- What you need to do -
Give back the whole listing exactly as written, pictures excluded.
*** Opening of Available records ***
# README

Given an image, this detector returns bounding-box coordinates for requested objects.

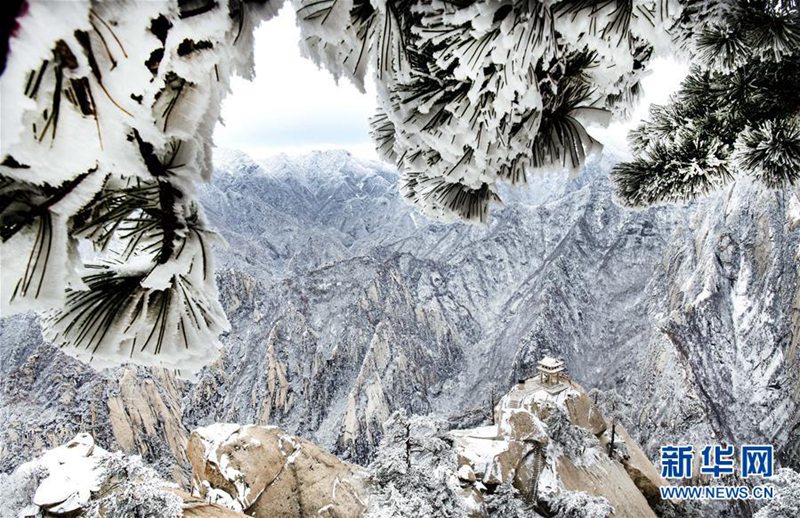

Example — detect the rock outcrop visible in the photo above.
[188,424,368,517]
[453,376,663,517]
[0,433,243,517]
[107,368,190,484]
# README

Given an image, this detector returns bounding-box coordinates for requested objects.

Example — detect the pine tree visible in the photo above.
[544,406,592,460]
[613,0,800,206]
[370,410,413,484]
[367,410,466,517]
[4,0,794,374]
[484,482,529,518]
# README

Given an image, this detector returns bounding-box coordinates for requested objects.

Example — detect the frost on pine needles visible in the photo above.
[5,0,786,375]
[613,0,800,206]
[295,0,677,222]
[1,1,279,377]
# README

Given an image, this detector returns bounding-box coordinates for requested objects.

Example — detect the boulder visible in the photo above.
[188,424,368,517]
[505,409,550,443]
[32,433,103,515]
[457,464,477,482]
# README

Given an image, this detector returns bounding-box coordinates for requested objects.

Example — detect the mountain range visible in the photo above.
[1,149,798,489]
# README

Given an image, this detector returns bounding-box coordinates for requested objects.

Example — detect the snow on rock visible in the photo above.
[0,433,246,517]
[452,375,666,517]
[188,424,368,517]
[31,433,103,513]
[105,367,190,484]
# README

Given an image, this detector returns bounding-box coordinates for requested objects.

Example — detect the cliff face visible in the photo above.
[1,150,797,488]
[187,424,368,516]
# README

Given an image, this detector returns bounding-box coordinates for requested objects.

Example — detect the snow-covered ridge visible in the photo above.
[1,150,798,517]
[213,148,396,184]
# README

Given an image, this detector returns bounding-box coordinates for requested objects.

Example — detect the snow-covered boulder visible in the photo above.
[31,433,103,514]
[0,433,242,517]
[188,424,368,517]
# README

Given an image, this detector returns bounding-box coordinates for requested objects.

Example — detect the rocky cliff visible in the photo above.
[0,377,663,518]
[1,149,797,504]
[453,375,664,517]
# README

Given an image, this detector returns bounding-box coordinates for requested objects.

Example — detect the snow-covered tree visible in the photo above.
[296,0,677,222]
[484,482,529,518]
[83,452,184,517]
[367,410,466,517]
[546,489,614,517]
[754,468,800,518]
[370,409,415,484]
[0,459,47,516]
[4,0,786,374]
[544,406,593,460]
[613,0,800,206]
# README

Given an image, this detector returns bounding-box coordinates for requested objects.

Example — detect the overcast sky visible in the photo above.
[213,5,687,161]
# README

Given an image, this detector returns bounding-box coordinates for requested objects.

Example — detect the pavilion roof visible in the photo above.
[538,356,564,369]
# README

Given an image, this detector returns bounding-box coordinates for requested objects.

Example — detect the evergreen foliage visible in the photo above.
[296,0,675,221]
[545,488,614,517]
[83,452,184,517]
[366,410,466,517]
[0,1,277,375]
[484,482,529,518]
[613,0,800,206]
[544,406,593,460]
[2,0,797,373]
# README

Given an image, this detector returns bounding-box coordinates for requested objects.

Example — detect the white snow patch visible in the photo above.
[31,434,106,514]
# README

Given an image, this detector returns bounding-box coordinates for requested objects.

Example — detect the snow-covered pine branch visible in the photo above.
[613,0,800,206]
[3,0,735,374]
[295,0,678,221]
[1,0,280,376]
*** Close of Available records ***
- Solution for this problem -
# README

Given an image, this detector returns bounding-box coordinates for requested objects.


Example — detect the rock outcrop visible in the photo above.
[188,424,368,517]
[453,376,663,517]
[0,433,243,517]
[107,368,190,484]
# README

Given an image, this detector returns bounding-box coordinates for requested objects.

Example — detect the pine tree visible in the photo above.
[544,406,592,460]
[613,0,800,206]
[370,410,413,484]
[367,410,466,517]
[4,0,794,374]
[484,482,529,518]
# README

Given an image, this detector returns bounding-box coordinates for requested objects.

Example — detect the frost on pine needles visible in the photo above.
[5,0,786,375]
[613,0,800,206]
[295,0,677,222]
[1,1,279,377]
# README

Given an image, this detector returns bounding-box coordinates for requested objects.

Example — detect the boulder visible in the photo above.
[188,424,368,517]
[505,409,550,443]
[32,433,103,515]
[457,464,477,482]
# README

Given an image, this detector returns bounding-box coordinates for requested objects.

Example — detect the mountain range visible in the photo above.
[1,149,798,489]
# README

Given an image, this detector returns bounding-box coordinates for requested objects.

Example — detect the snow on rock visible in the photo above.
[0,433,246,517]
[452,375,666,517]
[188,424,368,517]
[31,433,103,513]
[105,367,190,484]
# README

Given an image, this detector returns bounding-box coordinates for requested objects.

Example — detect the cliff face visible in the photo above.
[1,150,797,488]
[187,424,368,516]
# README

Given an image, this detector returns bounding-box coordinates for requested objects.

Example — detect the snow-covered ridge visible in the photo above.
[1,150,798,517]
[213,148,396,184]
# README

Given an image, this detector returns bounding-box coordinates for requested objects.

Example — detect the snow-covered boulder visible in the photo above.
[31,433,103,514]
[0,433,242,517]
[188,424,368,517]
# README

Given an image, this detector returns bounding-box coordinates for requested objects.

Example — detect the rocky cliff visible in the photo above.
[0,377,663,518]
[1,149,797,504]
[453,375,664,517]
# README

Given an image, this detector returns bounding-box coordinates for requested objects.

Example — detect the snow-covered tree visible in the photo above.
[296,0,677,222]
[484,482,529,518]
[83,452,184,517]
[367,410,466,517]
[546,489,614,517]
[754,468,800,518]
[370,409,415,484]
[0,459,47,516]
[4,0,786,374]
[544,406,593,460]
[613,0,800,206]
# README

Given an image, this detector returns bounding-box coordinates for requested objects.

Example — detect the overcast sky visible in the photo above.
[213,5,687,161]
# README

Given an image, this detector returns bounding-box coordinates for requested objects.

Example — detect the pavilion roof visible in the photo above.
[538,356,564,369]
# README

Given an image, this detector returns bounding-box coordinates for requested objects.

Example — detect the evergreen foliage visible in the photo above.
[296,0,675,221]
[545,488,614,517]
[83,452,184,517]
[366,410,466,517]
[0,1,277,375]
[484,482,529,518]
[613,0,800,206]
[544,406,593,460]
[2,0,797,373]
# README

Given an image, this detector returns bounding-box coordinates for requested objects.

Example — detect the white snow patch visible in the photo above.
[31,434,106,514]
# README

Given an image, this detector returns bounding-box coordinates for requested objects.

Example — detect the snow-covered pine branch visible in the photo above.
[613,0,800,206]
[3,0,735,374]
[295,0,678,221]
[1,0,280,376]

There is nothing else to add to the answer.